Retype, exactly as they appear below, the lines between the line holding "# indicate every instance of the man's" and the line holding "# indicate every instance of the black", both ends included.
━━━
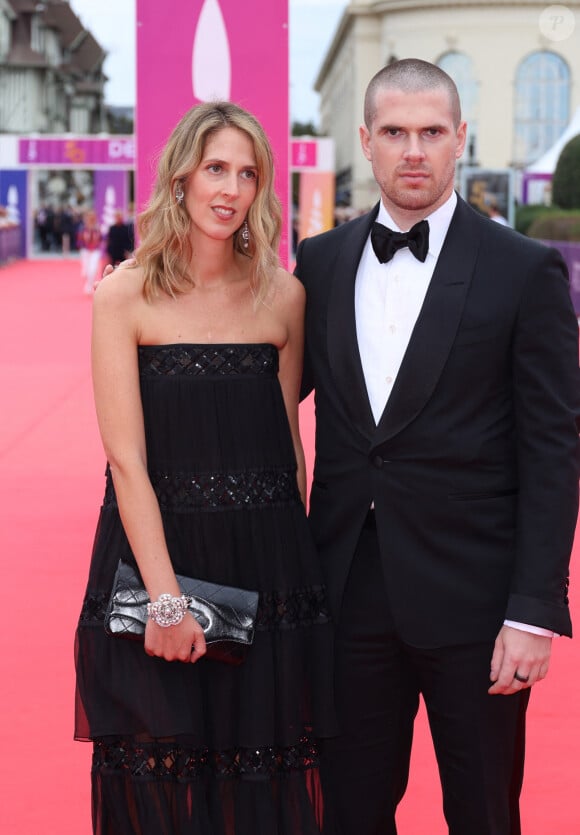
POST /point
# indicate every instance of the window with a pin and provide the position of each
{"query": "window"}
(542, 95)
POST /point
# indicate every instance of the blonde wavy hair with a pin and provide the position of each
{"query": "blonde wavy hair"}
(165, 251)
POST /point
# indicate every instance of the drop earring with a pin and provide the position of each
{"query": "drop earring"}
(245, 235)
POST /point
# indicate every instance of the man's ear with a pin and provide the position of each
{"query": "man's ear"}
(365, 138)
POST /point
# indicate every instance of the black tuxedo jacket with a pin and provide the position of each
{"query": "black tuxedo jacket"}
(473, 467)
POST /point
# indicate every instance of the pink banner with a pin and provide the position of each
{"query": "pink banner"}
(78, 153)
(211, 49)
(304, 153)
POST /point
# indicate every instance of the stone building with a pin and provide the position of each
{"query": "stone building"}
(516, 64)
(51, 70)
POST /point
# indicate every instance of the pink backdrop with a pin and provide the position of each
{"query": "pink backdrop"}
(196, 50)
━━━
> _Solved problem_:
# indicate every instance of the man's ear with a pin and provide the position of each
{"query": "man's ear"}
(365, 138)
POST /point
# indicate every instance of the black tuxedo jacket with a pin and provide the position of each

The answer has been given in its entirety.